*Die Aufgabe*
Geben Sie das gesamte folgende Material Zeile für Zeile zeichengenau wieder.
------------
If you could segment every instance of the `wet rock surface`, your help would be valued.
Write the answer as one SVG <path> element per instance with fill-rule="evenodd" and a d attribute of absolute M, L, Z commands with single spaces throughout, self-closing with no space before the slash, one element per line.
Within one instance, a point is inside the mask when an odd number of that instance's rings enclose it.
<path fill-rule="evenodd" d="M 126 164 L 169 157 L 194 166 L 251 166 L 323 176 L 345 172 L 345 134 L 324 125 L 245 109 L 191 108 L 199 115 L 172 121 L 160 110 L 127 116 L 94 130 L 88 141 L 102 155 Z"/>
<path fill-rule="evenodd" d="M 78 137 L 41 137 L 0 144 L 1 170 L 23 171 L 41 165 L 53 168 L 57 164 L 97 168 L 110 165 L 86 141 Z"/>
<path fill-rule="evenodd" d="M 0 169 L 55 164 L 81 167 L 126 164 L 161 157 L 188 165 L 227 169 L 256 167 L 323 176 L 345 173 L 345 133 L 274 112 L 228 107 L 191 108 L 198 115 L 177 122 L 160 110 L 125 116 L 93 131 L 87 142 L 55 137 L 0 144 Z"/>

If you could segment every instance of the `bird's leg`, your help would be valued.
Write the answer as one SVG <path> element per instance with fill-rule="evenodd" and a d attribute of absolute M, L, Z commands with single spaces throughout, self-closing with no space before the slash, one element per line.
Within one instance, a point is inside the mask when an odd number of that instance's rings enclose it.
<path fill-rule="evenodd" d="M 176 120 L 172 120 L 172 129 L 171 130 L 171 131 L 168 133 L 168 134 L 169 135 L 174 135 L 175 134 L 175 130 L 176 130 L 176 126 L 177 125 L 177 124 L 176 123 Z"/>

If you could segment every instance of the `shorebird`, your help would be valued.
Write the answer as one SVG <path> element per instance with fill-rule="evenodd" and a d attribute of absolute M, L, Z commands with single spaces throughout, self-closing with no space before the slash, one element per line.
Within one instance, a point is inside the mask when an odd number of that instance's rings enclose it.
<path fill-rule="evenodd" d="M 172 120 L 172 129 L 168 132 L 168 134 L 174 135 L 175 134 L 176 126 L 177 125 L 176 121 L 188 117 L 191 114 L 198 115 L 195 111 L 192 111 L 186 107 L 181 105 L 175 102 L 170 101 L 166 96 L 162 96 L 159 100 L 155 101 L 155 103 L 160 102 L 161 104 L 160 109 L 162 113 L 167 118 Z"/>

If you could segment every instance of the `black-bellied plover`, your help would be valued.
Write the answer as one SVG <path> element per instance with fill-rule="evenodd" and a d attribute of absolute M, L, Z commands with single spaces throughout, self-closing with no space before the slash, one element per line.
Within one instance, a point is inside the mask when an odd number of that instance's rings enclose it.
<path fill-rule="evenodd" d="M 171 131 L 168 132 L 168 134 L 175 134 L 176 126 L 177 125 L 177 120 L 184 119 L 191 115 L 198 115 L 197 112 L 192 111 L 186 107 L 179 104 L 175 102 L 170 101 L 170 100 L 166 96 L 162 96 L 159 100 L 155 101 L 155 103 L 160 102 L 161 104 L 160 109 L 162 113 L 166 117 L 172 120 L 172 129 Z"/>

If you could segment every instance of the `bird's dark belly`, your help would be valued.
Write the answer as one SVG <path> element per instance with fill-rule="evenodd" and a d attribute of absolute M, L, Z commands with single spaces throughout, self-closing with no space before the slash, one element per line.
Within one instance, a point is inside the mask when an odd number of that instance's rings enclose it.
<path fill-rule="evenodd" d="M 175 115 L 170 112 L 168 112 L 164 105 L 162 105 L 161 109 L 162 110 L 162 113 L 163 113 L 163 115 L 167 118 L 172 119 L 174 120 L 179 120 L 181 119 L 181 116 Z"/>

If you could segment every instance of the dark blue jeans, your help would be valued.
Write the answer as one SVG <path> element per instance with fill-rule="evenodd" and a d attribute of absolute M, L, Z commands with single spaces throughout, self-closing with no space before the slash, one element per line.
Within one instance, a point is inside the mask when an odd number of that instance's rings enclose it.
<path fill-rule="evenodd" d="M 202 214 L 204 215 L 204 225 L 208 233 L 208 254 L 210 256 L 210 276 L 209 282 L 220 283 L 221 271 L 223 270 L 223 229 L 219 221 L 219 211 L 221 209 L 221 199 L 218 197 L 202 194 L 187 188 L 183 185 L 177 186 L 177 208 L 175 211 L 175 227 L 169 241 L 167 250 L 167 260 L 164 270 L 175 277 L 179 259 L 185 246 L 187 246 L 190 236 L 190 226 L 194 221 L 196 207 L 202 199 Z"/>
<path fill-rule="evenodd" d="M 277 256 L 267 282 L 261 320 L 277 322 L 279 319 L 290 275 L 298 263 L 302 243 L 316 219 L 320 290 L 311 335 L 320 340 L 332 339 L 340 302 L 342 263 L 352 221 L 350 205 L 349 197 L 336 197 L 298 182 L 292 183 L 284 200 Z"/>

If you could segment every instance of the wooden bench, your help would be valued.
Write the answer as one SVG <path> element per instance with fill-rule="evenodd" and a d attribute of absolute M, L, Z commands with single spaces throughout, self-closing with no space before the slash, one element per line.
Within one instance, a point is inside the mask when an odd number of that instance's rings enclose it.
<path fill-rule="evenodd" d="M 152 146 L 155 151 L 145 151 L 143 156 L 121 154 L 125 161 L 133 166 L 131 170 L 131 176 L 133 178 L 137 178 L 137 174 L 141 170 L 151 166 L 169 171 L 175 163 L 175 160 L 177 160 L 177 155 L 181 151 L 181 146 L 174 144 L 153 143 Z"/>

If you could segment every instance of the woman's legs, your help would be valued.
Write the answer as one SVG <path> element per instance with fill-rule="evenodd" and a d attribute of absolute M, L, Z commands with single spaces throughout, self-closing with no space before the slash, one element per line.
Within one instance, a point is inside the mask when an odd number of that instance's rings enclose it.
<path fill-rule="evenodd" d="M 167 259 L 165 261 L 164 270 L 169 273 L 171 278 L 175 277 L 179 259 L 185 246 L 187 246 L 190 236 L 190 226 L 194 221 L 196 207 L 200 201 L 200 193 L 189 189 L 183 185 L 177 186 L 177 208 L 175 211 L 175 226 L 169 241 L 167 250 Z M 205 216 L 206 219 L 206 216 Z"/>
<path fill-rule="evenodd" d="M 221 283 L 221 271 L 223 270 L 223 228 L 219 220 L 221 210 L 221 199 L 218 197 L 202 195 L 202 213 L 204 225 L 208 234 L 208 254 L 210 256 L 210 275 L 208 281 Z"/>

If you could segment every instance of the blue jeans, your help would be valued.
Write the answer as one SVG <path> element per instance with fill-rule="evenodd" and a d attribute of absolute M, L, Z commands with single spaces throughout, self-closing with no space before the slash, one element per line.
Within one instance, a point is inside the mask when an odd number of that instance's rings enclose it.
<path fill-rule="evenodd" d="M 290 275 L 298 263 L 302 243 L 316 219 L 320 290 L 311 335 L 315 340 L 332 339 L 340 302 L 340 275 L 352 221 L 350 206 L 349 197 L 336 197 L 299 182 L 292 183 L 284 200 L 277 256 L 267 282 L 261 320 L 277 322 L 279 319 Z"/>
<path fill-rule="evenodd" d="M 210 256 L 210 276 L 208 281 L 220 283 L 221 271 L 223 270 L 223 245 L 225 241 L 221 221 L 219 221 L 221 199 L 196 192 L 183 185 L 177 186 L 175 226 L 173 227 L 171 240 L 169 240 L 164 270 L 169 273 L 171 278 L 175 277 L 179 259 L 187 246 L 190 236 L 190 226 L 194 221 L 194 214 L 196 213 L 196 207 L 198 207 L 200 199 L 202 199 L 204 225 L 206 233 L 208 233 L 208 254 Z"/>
------------
*Das Ergebnis*
If you could segment every instance of the `wet rock surface`, your help would be valued.
Write the answer as one SVG <path> element per instance with fill-rule="evenodd" and a d attribute of absolute M, L, Z commands with single spaces throughout, self-closing with no space before the slash, one element per line.
Within one instance, a point is inside the mask when an odd number of that instance's rings enclose it.
<path fill-rule="evenodd" d="M 126 164 L 169 157 L 194 166 L 251 166 L 323 176 L 345 172 L 345 134 L 324 125 L 245 109 L 191 108 L 199 115 L 172 121 L 160 110 L 127 116 L 94 130 L 88 141 L 102 155 Z"/>
<path fill-rule="evenodd" d="M 78 137 L 41 137 L 0 144 L 1 170 L 23 171 L 41 165 L 53 168 L 57 164 L 97 168 L 110 165 L 86 141 Z"/>
<path fill-rule="evenodd" d="M 0 169 L 55 164 L 81 167 L 126 164 L 161 157 L 188 165 L 227 169 L 256 167 L 323 176 L 345 173 L 345 133 L 274 112 L 228 107 L 191 108 L 198 115 L 177 122 L 160 110 L 125 116 L 93 131 L 87 142 L 55 137 L 0 144 Z"/>

If you could segment every instance of the `bird's leg`, your help would be valued.
Write the answer as one SVG <path> element per instance with fill-rule="evenodd" and a d attribute of absolute M, L, Z commands with single spaces throughout, self-closing with no space before the slash, one element per line.
Within one instance, a point is inside the mask when an odd number of that instance's rings enclose it.
<path fill-rule="evenodd" d="M 176 120 L 172 120 L 172 129 L 171 130 L 171 131 L 168 133 L 168 134 L 169 135 L 174 135 L 175 134 L 175 130 L 176 130 L 176 126 L 177 125 L 177 124 L 176 123 Z"/>

If you could segment every instance of the `shorebird`, your help would be valued.
Write the answer as one SVG <path> element per instance with fill-rule="evenodd" and a d attribute of absolute M, L, Z commands with single spaces throughout, self-closing with no space before the slash, one element per line.
Within one instance, a point is inside the mask when an odd number of that instance's rings enclose it.
<path fill-rule="evenodd" d="M 172 120 L 172 129 L 168 132 L 168 134 L 174 135 L 175 134 L 176 126 L 177 125 L 176 121 L 188 117 L 191 114 L 198 115 L 195 111 L 192 111 L 186 107 L 181 105 L 175 102 L 170 101 L 166 96 L 162 96 L 159 100 L 155 101 L 155 103 L 160 102 L 161 104 L 160 109 L 162 113 L 167 118 Z"/>

If you could segment every instance of the `black-bellied plover`, your help would be valued.
Write the answer as one SVG <path> element per instance with fill-rule="evenodd" and a d attribute of absolute M, L, Z commands with single spaces throughout, self-closing with no space before the slash, one element per line.
Within one instance, a point is inside the mask when an odd number of that instance's rings enclose it.
<path fill-rule="evenodd" d="M 171 131 L 168 132 L 168 134 L 175 134 L 176 126 L 177 125 L 177 120 L 184 119 L 191 115 L 198 115 L 197 112 L 192 111 L 186 107 L 179 104 L 175 102 L 170 101 L 170 100 L 166 96 L 162 96 L 159 100 L 155 101 L 155 103 L 160 102 L 161 104 L 160 109 L 162 113 L 166 117 L 172 120 L 172 129 Z"/>

If you could segment every instance of the `bird's dark belly`, your help would be valued.
Write the answer as one SVG <path> element per instance with fill-rule="evenodd" and a d attribute of absolute M, L, Z commands with single spaces throughout, self-closing with no space before the slash, one element per line.
Within one instance, a point is inside the mask when an odd number of that instance's rings enclose it.
<path fill-rule="evenodd" d="M 175 115 L 170 112 L 168 112 L 164 105 L 162 105 L 161 109 L 162 110 L 162 113 L 163 113 L 163 115 L 167 118 L 172 119 L 174 120 L 179 120 L 181 119 L 181 116 Z"/>

If you could segment every instance of the dark blue jeans, your help would be valued.
Write the answer as one SVG <path> element per instance with fill-rule="evenodd" and a d attribute of absolute M, L, Z commands with single spaces throughout, self-closing with no space before the slash, one element per line.
Within one instance, a point is inside the mask when an odd number of that instance's rings enclose it.
<path fill-rule="evenodd" d="M 202 214 L 204 215 L 204 225 L 208 233 L 208 254 L 210 256 L 210 276 L 209 282 L 220 283 L 221 271 L 223 270 L 223 229 L 219 221 L 219 211 L 221 209 L 221 199 L 218 197 L 202 194 L 187 188 L 183 185 L 177 186 L 177 208 L 175 211 L 175 227 L 169 241 L 167 250 L 167 260 L 164 270 L 175 277 L 179 259 L 185 246 L 187 246 L 190 236 L 190 226 L 194 221 L 196 207 L 202 199 Z"/>
<path fill-rule="evenodd" d="M 277 256 L 267 282 L 261 320 L 277 322 L 279 319 L 290 275 L 298 263 L 302 243 L 316 219 L 320 290 L 311 335 L 320 340 L 332 339 L 340 302 L 342 263 L 352 221 L 350 205 L 349 197 L 336 197 L 298 182 L 292 183 L 284 200 Z"/>

If you could segment every instance of the wooden bench, your help would be valued.
Write the answer as one SVG <path> element per instance with fill-rule="evenodd" and a d attribute of absolute M, L, Z commands with single spaces throughout, self-closing with no space before the slash, one element per line.
Within one instance, a point is inside the mask when an odd number of that instance's rings enclose it.
<path fill-rule="evenodd" d="M 152 146 L 155 151 L 145 151 L 143 156 L 121 154 L 125 161 L 133 166 L 131 170 L 131 176 L 133 178 L 137 178 L 137 174 L 141 170 L 151 166 L 169 171 L 175 163 L 175 160 L 177 160 L 177 155 L 181 151 L 181 146 L 174 144 L 153 143 Z"/>

If you could segment every instance of the woman's legs, your help would be valued.
Write the answer as one SVG <path> element per instance with fill-rule="evenodd" and a d attribute of absolute M, L, Z commands with single spaces throughout, self-closing with no space before the slash, one element per line.
Within one instance, a point is inside the mask when an odd number of that instance's rings enclose it.
<path fill-rule="evenodd" d="M 167 259 L 165 261 L 164 270 L 169 273 L 171 278 L 175 277 L 179 259 L 185 246 L 187 246 L 190 236 L 190 226 L 194 221 L 196 207 L 200 201 L 200 193 L 189 189 L 183 185 L 177 186 L 177 208 L 175 211 L 175 226 L 169 241 L 167 250 Z M 205 216 L 206 219 L 206 216 Z"/>
<path fill-rule="evenodd" d="M 221 283 L 221 271 L 223 270 L 223 228 L 219 220 L 221 210 L 221 199 L 218 197 L 202 195 L 202 213 L 204 225 L 208 234 L 208 254 L 210 256 L 210 275 L 208 281 Z"/>

If you could segment every instance of the blue jeans, your help would be valued.
Write the answer as one SVG <path> element per instance with fill-rule="evenodd" and a d attribute of absolute M, L, Z commands with single spaces throughout, self-closing with no space before the slash, one element per line.
Within one instance, a point is inside the mask when an odd number of that instance's rings enclose it.
<path fill-rule="evenodd" d="M 290 275 L 298 263 L 302 243 L 316 219 L 320 290 L 311 335 L 315 340 L 332 339 L 340 302 L 340 275 L 352 221 L 350 206 L 349 197 L 336 197 L 299 182 L 292 183 L 284 200 L 277 256 L 267 282 L 261 320 L 277 322 L 279 319 Z"/>
<path fill-rule="evenodd" d="M 210 256 L 210 276 L 208 281 L 220 283 L 221 271 L 223 270 L 223 245 L 225 241 L 221 221 L 219 221 L 221 199 L 196 192 L 183 185 L 177 186 L 175 226 L 173 227 L 171 240 L 169 240 L 164 270 L 169 273 L 171 278 L 175 277 L 179 259 L 187 246 L 190 236 L 190 226 L 194 221 L 194 214 L 196 213 L 196 207 L 198 207 L 200 199 L 202 199 L 204 225 L 206 233 L 208 233 L 208 254 Z"/>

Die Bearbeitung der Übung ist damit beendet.